State Sen. Jane Nelson (R-Flower Mound), who is also the chairwoman of the Senate Finance Committee, authored several tax cut bills that Gov. Greg Abbott signed into law last week. In Sen. Nelson’s press release, she highlighted the state’s strong financial position that justified the cuts, stating that the “Texas economy produced more than enough revenue to meet our needs, so we have a responsibility to return some of those funds back to the taxpayers who earned it in the first place. This will provide much-needed relief to Texas homeowners and businesses, who should benefit from the success they created...this legislative package will make Texas an even more attractive place to live and do business.”
Here is a summary of the three key bills:
1. HB 32, Franchise Tax Relief: HB 32 decreases the franchise tax rate from 1 percent to 0.75 percent, and decreases the franchise tax on retailers or wholesalers from 0.5 percent to 0.375 percent.
The bill analysis notes that each taxable entity that does business or is organized in Texas is subject to the franchise tax, also referred to as a margin tax. In fiscal year 2014, the state collected $4.73 billion in franchise tax revenues, which was 4.5 percent of total state revenues. Taking effect Jan. 1, 2016, HB 32’s anticipated aggregate economic impact is to free up $1.3 billion in fiscal year 2015. Some estimate that HB 32 would generate $3.4 billion in annual investment and up to 129,000 new jobs within five years.

+++

◆ **Directions**:
#1 Based on the passage about Texas tax cuts, decide whether each statement agrees with the text. Answer yes or no, and quote the deciding words. (a) HB 32 lowers the franchise tax rate from 1 percent to 0.75 percent. (b) In fiscal year 2014, franchise tax revenues made up 10 percent of total state revenues. (c) HB 32 takes effect Jan. 1, 2016.
#2 In the records, rewrite everything from the line containing "The component shall place one marker per instance of the santa's" down to the end of the records. Substitute "mustache" for "beard" and leave all else unchanged.

+++

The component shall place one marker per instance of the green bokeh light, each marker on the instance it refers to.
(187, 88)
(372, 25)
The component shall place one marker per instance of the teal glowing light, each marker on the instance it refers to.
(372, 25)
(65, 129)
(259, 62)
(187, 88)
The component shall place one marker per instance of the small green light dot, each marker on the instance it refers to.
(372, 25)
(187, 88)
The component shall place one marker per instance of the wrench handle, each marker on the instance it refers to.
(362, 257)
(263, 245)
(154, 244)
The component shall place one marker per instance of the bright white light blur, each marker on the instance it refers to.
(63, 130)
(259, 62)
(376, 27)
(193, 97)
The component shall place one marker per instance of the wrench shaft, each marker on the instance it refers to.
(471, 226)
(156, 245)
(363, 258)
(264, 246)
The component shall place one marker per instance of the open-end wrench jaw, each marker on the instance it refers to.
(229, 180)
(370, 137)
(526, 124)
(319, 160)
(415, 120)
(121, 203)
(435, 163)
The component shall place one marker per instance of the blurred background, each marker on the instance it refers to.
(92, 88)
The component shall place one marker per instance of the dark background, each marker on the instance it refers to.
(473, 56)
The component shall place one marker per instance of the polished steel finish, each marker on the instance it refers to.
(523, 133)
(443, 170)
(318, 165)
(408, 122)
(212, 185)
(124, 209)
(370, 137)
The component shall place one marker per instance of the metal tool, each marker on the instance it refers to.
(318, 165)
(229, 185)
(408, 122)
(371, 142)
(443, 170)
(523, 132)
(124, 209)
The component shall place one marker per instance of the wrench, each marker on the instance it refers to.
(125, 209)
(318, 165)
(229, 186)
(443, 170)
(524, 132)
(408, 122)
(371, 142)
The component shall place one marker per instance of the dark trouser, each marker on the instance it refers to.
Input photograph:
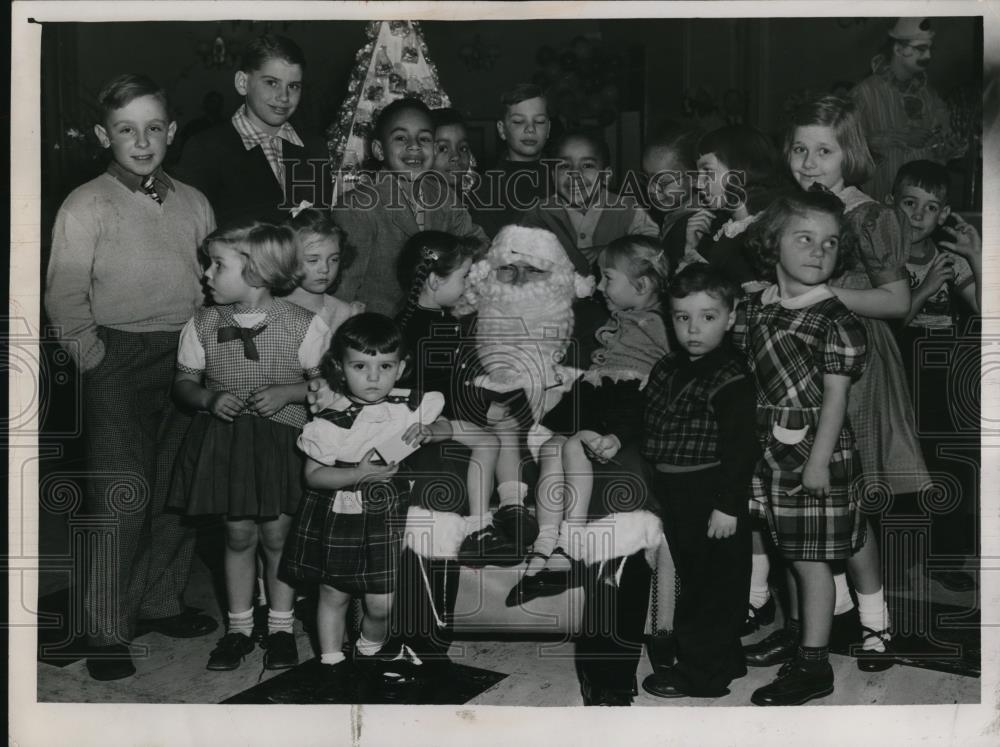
(137, 558)
(943, 371)
(417, 610)
(714, 579)
(614, 619)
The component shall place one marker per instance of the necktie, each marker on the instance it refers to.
(149, 187)
(228, 334)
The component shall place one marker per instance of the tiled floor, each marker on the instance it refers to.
(538, 674)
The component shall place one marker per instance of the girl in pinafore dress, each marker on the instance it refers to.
(348, 533)
(323, 254)
(601, 413)
(243, 364)
(804, 349)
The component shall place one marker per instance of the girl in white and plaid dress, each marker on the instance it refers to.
(804, 348)
(348, 533)
(243, 364)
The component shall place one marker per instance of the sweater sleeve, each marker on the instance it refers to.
(361, 232)
(739, 451)
(69, 284)
(313, 346)
(462, 225)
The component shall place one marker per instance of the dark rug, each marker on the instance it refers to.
(309, 683)
(941, 637)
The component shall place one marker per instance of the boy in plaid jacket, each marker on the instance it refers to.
(699, 433)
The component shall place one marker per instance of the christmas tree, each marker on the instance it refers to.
(393, 64)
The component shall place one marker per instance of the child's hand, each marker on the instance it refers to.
(267, 400)
(917, 137)
(816, 480)
(225, 406)
(941, 271)
(967, 243)
(418, 434)
(698, 225)
(496, 414)
(320, 395)
(721, 525)
(604, 447)
(372, 472)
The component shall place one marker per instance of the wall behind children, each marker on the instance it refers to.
(767, 59)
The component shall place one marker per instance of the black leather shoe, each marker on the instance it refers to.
(778, 647)
(876, 661)
(758, 617)
(672, 684)
(662, 650)
(106, 663)
(280, 651)
(188, 624)
(796, 684)
(229, 652)
(546, 583)
(505, 542)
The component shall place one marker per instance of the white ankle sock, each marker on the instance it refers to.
(844, 602)
(512, 493)
(874, 615)
(280, 622)
(759, 591)
(366, 647)
(545, 543)
(241, 622)
(335, 658)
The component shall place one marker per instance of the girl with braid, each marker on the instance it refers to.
(323, 253)
(432, 269)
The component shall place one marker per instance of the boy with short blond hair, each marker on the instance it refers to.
(122, 280)
(256, 166)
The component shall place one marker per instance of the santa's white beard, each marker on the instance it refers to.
(522, 333)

+++

◆ **Results for each task**:
#1
(a) Yes: "decreases the franchise tax rate from 1 percent to 0.75 percent"
(b) No: "which was 4.5 percent of total state revenues"
(c) Yes: "Taking effect Jan. 1, 2016"

#2
The component shall place one marker per instance of the santa's white mustache, each marker on the instance it refers to.
(522, 333)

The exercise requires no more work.